Start Extracted data
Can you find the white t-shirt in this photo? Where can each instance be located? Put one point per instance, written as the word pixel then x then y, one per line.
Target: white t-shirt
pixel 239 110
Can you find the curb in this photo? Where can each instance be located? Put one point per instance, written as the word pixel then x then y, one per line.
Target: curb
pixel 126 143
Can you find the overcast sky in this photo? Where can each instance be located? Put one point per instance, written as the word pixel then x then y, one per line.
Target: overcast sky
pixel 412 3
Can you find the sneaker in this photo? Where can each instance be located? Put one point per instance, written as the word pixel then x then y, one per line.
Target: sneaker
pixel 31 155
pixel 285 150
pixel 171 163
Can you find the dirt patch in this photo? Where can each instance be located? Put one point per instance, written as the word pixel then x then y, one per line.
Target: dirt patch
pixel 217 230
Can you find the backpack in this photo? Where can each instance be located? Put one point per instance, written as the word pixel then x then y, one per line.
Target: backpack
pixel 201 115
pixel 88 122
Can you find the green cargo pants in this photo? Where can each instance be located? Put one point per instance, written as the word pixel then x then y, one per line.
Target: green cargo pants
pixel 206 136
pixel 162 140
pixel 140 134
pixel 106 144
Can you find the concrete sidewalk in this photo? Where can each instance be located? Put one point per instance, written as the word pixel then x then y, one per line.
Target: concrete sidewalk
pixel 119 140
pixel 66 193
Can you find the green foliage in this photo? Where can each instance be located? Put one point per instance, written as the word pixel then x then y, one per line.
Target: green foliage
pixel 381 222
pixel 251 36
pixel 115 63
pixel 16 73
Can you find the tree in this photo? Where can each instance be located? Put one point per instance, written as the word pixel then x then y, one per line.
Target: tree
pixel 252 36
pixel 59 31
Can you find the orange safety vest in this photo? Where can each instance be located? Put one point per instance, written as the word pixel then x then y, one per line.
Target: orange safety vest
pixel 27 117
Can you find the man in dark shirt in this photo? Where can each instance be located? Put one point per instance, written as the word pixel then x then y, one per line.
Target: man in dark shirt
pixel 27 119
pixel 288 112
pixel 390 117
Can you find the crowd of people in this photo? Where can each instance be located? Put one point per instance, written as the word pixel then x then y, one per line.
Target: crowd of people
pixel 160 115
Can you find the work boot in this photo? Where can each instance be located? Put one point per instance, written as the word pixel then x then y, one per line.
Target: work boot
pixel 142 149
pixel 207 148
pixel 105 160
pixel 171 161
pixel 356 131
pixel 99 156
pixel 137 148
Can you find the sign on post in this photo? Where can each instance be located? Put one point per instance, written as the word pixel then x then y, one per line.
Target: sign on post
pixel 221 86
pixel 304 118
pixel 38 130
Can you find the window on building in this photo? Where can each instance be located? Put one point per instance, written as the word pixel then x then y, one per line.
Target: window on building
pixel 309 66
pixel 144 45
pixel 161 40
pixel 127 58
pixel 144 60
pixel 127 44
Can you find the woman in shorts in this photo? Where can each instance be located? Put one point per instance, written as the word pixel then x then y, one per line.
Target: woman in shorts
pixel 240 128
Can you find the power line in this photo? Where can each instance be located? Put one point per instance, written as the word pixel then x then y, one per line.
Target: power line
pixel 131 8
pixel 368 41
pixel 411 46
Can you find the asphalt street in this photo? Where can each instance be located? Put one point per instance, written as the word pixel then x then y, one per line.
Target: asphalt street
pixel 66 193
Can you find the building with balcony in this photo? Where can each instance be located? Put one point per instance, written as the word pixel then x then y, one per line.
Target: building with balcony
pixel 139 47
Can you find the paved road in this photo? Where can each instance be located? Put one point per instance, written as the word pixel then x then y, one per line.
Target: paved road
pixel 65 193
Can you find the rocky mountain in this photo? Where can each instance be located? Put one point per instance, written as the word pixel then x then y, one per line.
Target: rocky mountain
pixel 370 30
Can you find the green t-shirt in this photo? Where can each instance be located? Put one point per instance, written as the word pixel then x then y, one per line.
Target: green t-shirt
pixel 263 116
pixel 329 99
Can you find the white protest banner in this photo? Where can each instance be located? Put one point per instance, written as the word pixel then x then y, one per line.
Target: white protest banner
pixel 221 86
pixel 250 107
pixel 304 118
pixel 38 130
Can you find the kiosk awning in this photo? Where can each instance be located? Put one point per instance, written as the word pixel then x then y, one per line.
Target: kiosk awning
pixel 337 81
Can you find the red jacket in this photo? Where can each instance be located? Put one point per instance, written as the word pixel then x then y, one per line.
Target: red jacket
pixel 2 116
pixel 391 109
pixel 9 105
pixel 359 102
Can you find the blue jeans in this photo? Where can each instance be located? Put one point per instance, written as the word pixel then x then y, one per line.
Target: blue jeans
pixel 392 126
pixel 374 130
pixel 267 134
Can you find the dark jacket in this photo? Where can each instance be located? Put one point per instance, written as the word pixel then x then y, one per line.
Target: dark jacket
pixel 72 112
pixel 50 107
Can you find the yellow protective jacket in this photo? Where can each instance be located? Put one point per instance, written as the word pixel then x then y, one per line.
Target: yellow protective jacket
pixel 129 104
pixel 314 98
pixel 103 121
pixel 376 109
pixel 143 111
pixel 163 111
End Extracted data
### [Task to complete]
Write the data back out verbatim.

### [Written answer]
Can you find the white t-shirt in this photo? Where can each instance be located? Put one point per instance, written as the word pixel then x then y, one per line.
Target: white t-shirt
pixel 239 110
Can you find the curb in this photo? Where can each instance be located? Put one point per instance, written as the word pixel then x then y, one per line.
Target: curb
pixel 126 143
Can you find the overcast sky in this photo? Where can each instance be located? Put one point per instance, written as the word pixel then x then y, one per line.
Target: overcast sky
pixel 412 3
Can you find the sneaker in this photo? Where can each instance be located? Put one point per instance, written as the word pixel then x then y, one per line.
Target: sneaker
pixel 31 155
pixel 285 150
pixel 171 163
Can you find the dirt patch in this photo? Where can each instance be located? Put one point per instance, written as the word pixel then x then y, one per line.
Target: dirt patch
pixel 217 230
Can you find the backpack in this photo? Where can each instance be located? Put one point per instance, written as the word pixel then x then y, one per line.
Target: backpack
pixel 201 115
pixel 88 122
Can you find the green cargo pants in this photo? Where can each instance be located? Put one point per instance, written as the word pixel then x then y, one per line.
Target: green cargo pants
pixel 206 136
pixel 162 140
pixel 140 134
pixel 106 144
Can you find the concrete sidewalk in this photo? Where can each instance be located? Put one point per instance, written as the word pixel then x then y, one per line.
Target: concrete sidewalk
pixel 119 140
pixel 66 193
Can you find the green foliage in this photo? Where can each instance be located? Put one point per instance, written as the word pixel then x then y, one per line.
Target: green foliage
pixel 381 222
pixel 251 36
pixel 115 63
pixel 16 73
Can you find the tree in this photo? Where can each instance be located? Put one point per instance, written as the word pixel then x then y, one per line.
Target: tree
pixel 252 36
pixel 59 31
Can you find the orange safety vest in this photo? Where can each instance be located? Put one point per instance, written as the word pixel then x then y, one per line.
Target: orange safety vest
pixel 27 117
Can you find the man in dark shirt in this photo? Where can each instance be located? Put one point per instance, written as the word pixel then x then y, one per line.
Target: man in dark shirt
pixel 27 119
pixel 288 112
pixel 390 117
Can you find the crowd of people in this photo? Where can each instance be located? Put one point per instance, written as the word pixel then x then y, one per line.
Target: crowd of people
pixel 160 115
Can you find the work boot in this photo? Where can each instance be located? Put one point per instance, written as the word pixel then x then y, one per line.
Target: work boot
pixel 142 149
pixel 207 148
pixel 105 160
pixel 171 161
pixel 356 131
pixel 99 156
pixel 137 148
Can you find the sign on post in this photo? Where can each instance be located? Put one point per instance, written as the word pixel then x then y, one per line.
Target: sign on post
pixel 221 86
pixel 304 118
pixel 38 130
Can you find the window on building in this photo? Where can each instance be located? Put one point per instance, written as the word pixel then x then y, one per line.
Target: window on building
pixel 309 66
pixel 144 45
pixel 161 40
pixel 127 58
pixel 144 60
pixel 127 44
Can you find the woman in shorts in this photo? Where can each instance be located? Put one point per instance, written as the word pixel then x then y, one per line.
Target: woman in shorts
pixel 240 128
Can you find the power line in this photo? Where can each instance be located? Put one point per instance, written as the word pixel then x then y, one per line.
Target: power line
pixel 131 8
pixel 368 41
pixel 411 46
Can you find the asphalt street in this photo? Where can each instance be located? Put one point per instance, written as the word pixel then x then y, one per line.
Target: asphalt street
pixel 66 193
Can you find the building with balcony in this photo? Where can each instance be located? Put one point per instance, written as the word pixel then x then y, one per line.
Target: building with balcony
pixel 139 47
Can you find the paved road in this photo? Where can each instance be located? Put one point per instance, written as the word pixel then x then y, one per line.
Target: paved road
pixel 65 193
Can you find the rocky mountain in this photo? Where can each instance be located? Put one point per instance, written as the word pixel then x then y, one per line.
Target: rocky mountain
pixel 370 30
Can you find the green t-shirt in this photo? Where can each instance be located? Put one point per instance, written as the word pixel then x then y, one per line.
Target: green t-shirt
pixel 263 116
pixel 329 99
Can you find the white protest banner in this photo? Where can each instance be located? Put one point per instance, written as the word pixel then x then y, one per line.
Target: white protest banner
pixel 221 86
pixel 250 107
pixel 304 118
pixel 38 130
Can you find the kiosk awning in this photo? Where can each instance be located? Put one point per instance, written as the word pixel then x then y, one per line.
Target: kiosk awning
pixel 337 81
Can you find the red jacket in this photo? Where can each instance be located? Put one point per instance, written as the word pixel then x then y, one per line.
Target: red jacket
pixel 2 116
pixel 391 109
pixel 9 105
pixel 359 102
Can you find the blue jeans in this photo? Where can each instance be located? Put one point per instance, written as the word pixel then x then y, one per line.
Target: blue jeans
pixel 392 126
pixel 374 130
pixel 267 134
Can you find the dark jacket in this photo? Where can each instance be located? Put one point per instance, written as the word pixel then x then y, one per line.
Target: dark jacket
pixel 72 112
pixel 50 107
Can you find the yellow protective jacket in this photo? Where can each instance be located? Put one point per instance, written as the word pixel then x then y, one per line.
Target: yellow protective jacket
pixel 129 104
pixel 314 98
pixel 103 121
pixel 376 109
pixel 143 111
pixel 163 111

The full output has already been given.